— START TASK INPUT —

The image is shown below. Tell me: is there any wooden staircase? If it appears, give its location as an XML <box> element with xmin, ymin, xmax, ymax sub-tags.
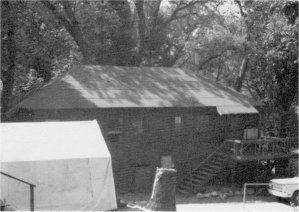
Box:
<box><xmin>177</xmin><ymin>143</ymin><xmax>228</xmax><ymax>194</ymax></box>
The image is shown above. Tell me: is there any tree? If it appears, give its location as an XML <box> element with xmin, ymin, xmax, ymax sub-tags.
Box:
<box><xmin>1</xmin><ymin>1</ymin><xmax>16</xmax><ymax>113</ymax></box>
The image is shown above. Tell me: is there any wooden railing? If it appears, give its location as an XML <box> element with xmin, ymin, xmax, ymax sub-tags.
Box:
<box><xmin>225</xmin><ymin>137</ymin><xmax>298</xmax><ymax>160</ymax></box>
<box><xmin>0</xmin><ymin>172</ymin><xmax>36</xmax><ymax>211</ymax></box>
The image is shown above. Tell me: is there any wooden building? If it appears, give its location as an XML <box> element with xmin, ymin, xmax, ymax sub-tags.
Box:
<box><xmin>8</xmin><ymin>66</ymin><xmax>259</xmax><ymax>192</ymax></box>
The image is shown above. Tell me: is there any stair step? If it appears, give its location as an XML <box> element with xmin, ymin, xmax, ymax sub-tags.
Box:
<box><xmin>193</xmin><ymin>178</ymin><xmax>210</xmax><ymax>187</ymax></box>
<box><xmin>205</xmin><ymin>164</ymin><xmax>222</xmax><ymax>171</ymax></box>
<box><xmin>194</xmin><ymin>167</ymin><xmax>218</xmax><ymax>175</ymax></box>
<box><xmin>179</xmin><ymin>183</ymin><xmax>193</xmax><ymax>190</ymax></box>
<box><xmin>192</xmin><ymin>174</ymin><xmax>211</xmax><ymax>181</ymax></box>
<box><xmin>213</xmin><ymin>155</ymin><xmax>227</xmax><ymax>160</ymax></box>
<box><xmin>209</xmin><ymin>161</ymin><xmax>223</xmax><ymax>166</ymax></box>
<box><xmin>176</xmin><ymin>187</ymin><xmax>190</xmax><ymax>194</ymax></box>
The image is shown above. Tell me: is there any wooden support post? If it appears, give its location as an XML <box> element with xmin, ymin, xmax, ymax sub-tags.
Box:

— END TASK INPUT —

GIVEN TASK: Extract from the material above every line that contains the string "wooden", and reproduce each such line in full.

SOLUTION TO THE EXERCISE:
The image is shown below. Tell me: is there any wooden staircase? If it appears, give its location as an XML <box> element with xmin, ymin, xmax, ymax sub-tags.
The image is shown above. Tell me: is there any wooden railing? If it appears, give its location as an XML <box> element with xmin, ymin, xmax, ymax sub-tags.
The image is shown above. Tell me: is there any wooden building? If it appears, give its location as an XML <box> element with xmin, ymin, xmax, ymax sub-tags.
The image is shown above. Tell me: is there any wooden support post? If it appears, give its location as an XML <box> element with xmin, ymin, xmax, ymax sub-tags.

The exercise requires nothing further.